Directive: From the data below, pull out every line that contains the word "piano" and list those lines in the order they appear.

Records to use:

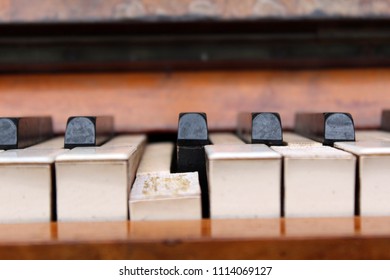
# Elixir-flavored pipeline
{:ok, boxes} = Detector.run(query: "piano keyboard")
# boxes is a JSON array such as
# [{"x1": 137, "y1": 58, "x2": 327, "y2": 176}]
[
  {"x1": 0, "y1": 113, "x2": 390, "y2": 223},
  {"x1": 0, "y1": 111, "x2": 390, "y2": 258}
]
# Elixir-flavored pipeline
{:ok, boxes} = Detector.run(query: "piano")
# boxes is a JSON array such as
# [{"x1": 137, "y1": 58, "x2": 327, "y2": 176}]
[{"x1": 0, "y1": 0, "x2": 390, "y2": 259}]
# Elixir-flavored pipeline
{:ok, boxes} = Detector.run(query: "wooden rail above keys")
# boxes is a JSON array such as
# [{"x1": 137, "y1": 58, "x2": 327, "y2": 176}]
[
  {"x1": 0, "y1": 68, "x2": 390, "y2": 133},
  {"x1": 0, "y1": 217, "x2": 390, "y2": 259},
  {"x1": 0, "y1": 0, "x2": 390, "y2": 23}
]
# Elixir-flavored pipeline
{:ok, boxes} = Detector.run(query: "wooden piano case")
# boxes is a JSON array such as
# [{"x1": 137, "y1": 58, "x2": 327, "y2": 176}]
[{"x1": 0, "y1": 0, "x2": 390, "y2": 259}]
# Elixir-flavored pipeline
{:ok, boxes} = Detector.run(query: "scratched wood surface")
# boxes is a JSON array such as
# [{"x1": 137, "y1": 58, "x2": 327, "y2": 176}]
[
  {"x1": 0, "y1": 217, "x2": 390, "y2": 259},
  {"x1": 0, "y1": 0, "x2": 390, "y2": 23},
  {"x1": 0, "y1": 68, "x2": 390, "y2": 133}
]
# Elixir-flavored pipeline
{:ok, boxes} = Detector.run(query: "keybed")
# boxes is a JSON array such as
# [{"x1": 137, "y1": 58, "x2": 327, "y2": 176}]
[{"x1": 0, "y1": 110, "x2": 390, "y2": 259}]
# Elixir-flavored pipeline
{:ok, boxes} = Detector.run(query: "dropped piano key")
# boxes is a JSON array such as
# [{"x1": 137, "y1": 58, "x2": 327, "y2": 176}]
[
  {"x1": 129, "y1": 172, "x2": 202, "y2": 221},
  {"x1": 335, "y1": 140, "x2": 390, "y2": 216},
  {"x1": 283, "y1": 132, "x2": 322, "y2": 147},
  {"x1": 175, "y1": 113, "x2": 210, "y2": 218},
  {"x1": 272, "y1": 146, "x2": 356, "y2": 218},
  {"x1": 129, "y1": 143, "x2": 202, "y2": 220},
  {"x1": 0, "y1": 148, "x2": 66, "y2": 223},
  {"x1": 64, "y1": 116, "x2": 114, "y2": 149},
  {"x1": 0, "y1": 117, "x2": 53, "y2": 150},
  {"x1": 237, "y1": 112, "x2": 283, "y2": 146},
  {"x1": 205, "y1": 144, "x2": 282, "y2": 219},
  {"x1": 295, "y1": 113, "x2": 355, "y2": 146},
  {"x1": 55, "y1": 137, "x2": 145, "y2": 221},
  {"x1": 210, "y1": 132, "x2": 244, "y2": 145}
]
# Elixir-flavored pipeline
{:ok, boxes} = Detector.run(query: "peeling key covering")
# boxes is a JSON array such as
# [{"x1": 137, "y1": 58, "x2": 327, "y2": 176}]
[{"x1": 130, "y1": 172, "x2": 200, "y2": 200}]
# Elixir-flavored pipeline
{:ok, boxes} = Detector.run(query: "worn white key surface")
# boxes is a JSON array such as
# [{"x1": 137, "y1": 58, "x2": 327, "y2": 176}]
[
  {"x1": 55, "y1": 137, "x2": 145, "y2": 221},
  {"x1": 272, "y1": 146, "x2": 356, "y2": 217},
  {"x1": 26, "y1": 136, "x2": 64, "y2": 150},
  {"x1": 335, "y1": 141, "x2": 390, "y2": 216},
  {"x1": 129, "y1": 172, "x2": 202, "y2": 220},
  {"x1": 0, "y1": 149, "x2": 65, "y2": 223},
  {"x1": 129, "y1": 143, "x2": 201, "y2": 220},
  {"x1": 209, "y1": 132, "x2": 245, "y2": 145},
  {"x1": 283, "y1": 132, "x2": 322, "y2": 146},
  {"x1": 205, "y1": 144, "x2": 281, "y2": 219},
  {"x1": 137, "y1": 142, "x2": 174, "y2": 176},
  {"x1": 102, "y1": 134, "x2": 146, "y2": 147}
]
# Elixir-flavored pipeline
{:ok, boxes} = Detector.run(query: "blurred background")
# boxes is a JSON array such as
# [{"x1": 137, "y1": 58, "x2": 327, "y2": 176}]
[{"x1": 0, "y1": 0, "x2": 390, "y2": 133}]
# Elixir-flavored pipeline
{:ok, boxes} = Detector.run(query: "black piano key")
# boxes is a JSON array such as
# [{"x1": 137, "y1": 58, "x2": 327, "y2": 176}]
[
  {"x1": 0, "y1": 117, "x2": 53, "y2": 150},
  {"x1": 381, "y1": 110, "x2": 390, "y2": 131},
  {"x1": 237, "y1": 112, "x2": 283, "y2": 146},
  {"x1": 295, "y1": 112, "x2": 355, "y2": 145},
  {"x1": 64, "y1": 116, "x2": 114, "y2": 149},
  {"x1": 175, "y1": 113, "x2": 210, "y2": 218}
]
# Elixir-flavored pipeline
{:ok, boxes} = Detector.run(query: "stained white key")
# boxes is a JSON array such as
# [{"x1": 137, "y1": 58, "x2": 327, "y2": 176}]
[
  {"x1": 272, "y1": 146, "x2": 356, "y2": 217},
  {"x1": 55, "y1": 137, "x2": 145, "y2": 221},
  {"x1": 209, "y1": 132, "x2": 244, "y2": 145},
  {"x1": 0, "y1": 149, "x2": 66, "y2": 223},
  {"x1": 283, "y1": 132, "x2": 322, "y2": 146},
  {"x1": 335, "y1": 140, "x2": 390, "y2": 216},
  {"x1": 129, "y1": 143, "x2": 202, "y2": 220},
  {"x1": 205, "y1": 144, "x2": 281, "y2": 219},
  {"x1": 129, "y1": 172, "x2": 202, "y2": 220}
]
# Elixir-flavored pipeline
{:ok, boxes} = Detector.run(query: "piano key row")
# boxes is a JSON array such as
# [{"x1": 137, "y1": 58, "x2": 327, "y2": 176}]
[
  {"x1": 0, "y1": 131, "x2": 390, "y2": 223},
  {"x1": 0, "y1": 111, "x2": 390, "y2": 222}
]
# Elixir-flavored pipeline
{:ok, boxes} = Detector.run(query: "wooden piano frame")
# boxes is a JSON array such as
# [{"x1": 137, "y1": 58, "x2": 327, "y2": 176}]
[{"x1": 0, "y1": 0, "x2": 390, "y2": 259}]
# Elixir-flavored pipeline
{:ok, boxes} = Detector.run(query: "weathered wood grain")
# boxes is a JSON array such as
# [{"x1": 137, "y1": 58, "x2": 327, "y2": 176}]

Answer to the exercise:
{:ok, boxes} = Detector.run(query: "piano keyboard")
{:ok, boxes} = Detector.run(query: "piano")
{:ok, boxes} = Detector.run(query: "wooden piano case")
{:ok, boxes} = Detector.run(query: "dropped piano key")
{:ok, boxes} = Detector.run(query: "black piano key")
{:ok, boxes} = Detector.run(query: "piano key row")
{:ok, boxes} = Detector.run(query: "wooden piano frame")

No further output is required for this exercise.